**Brief**: Locate each line in the data below that contains the word "grassy" and copy all of those lines in full.

⟨

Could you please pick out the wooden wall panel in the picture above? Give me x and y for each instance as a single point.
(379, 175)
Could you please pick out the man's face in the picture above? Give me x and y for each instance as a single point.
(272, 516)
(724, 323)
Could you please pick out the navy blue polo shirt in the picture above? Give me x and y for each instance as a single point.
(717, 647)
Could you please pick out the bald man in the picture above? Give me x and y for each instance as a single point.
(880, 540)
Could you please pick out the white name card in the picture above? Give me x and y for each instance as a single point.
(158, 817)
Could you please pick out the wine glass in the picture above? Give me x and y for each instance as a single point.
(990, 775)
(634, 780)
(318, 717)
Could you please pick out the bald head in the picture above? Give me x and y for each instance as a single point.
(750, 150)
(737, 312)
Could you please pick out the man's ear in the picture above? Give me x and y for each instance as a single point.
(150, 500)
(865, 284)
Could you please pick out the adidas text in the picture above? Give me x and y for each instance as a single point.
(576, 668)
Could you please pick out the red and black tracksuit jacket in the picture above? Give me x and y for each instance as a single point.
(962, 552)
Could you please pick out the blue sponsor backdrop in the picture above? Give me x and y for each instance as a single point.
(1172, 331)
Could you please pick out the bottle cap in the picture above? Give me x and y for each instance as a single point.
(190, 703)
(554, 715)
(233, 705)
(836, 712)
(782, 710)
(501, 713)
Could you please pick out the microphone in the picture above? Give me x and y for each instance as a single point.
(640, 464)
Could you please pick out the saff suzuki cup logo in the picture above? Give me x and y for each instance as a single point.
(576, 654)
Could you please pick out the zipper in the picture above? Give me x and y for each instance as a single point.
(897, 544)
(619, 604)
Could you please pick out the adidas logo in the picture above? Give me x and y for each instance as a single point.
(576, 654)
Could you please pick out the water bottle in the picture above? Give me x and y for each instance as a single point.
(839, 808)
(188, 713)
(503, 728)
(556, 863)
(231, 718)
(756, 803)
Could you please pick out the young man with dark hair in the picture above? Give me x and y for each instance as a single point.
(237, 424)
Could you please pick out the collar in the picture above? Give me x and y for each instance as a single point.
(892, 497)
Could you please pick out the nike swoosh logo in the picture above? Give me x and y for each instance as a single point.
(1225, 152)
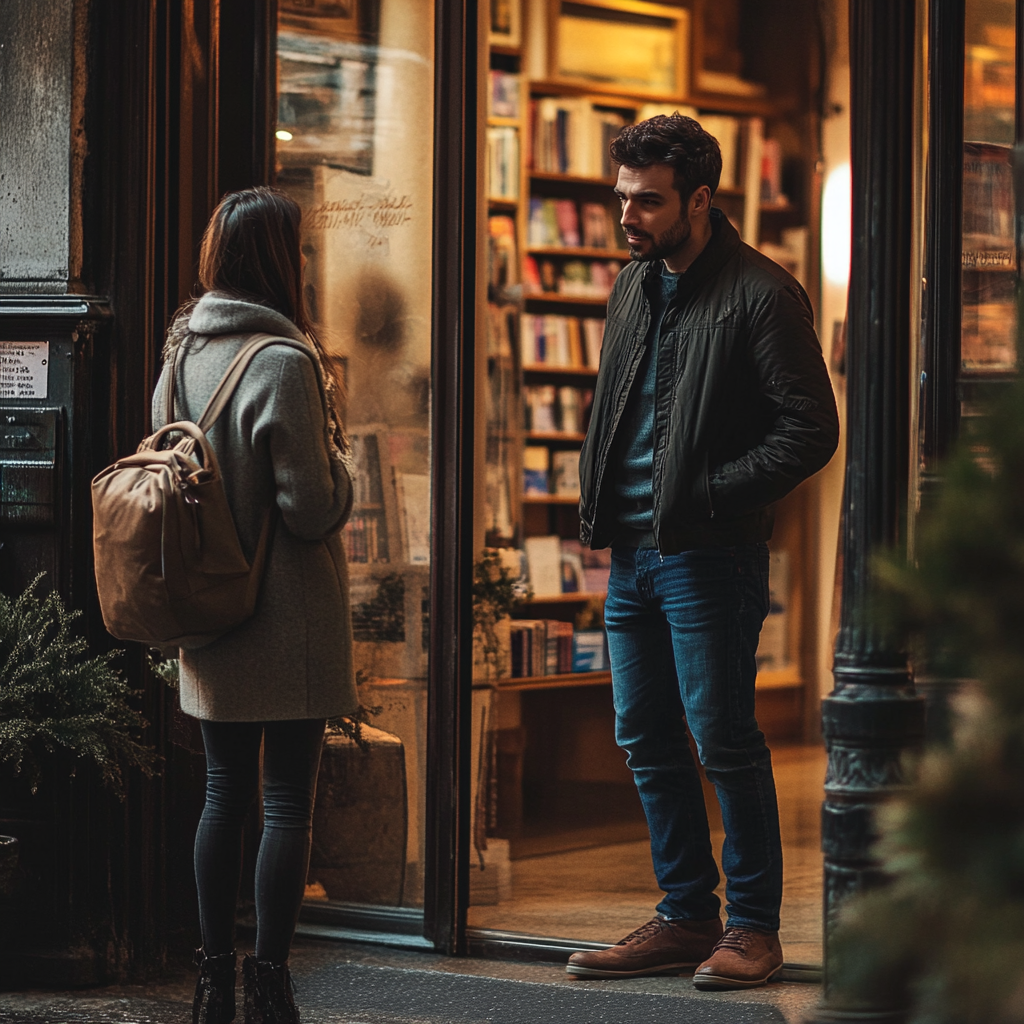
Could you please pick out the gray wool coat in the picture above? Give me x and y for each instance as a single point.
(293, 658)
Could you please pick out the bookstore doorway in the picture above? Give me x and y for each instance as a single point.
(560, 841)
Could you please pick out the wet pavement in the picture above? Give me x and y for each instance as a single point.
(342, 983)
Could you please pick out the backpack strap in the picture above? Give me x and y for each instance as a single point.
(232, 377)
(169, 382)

⟩
⟨

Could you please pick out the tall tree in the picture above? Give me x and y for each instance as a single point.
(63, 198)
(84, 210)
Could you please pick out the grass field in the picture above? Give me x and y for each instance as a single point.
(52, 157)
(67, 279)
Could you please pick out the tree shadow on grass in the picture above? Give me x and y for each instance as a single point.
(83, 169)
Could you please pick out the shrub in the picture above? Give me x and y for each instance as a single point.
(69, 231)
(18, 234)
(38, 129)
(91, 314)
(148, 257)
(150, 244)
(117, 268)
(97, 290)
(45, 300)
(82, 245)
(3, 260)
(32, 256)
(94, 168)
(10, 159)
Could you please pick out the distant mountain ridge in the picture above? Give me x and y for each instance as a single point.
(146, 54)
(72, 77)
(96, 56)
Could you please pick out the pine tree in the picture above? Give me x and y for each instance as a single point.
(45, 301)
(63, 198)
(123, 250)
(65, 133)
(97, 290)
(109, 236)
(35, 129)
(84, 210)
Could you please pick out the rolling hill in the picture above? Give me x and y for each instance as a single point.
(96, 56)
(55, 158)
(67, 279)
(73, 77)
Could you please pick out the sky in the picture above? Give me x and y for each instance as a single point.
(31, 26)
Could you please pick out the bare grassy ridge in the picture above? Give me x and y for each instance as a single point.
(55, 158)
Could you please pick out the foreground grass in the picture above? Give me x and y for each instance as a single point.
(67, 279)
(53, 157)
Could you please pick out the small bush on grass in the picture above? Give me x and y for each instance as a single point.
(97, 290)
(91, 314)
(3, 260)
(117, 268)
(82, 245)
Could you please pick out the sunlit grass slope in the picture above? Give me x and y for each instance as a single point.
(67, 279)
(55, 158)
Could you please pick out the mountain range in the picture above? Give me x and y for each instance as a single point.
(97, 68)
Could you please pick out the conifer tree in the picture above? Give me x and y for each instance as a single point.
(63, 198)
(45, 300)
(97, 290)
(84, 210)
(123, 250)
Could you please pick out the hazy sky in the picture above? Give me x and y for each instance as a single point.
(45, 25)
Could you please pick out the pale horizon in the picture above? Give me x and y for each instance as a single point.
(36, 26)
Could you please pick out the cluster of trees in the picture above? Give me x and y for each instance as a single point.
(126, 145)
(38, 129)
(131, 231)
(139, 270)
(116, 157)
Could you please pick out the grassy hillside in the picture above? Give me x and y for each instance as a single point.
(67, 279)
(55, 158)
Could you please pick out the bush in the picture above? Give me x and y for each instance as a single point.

⟩

**Task output**:
Could you please pick out the bare grassy ridge in the picture above? Give me x and y for each instance as a single point.
Could you please pick out the grassy hillside in the picture above? Give me x and y for each instance as a single point.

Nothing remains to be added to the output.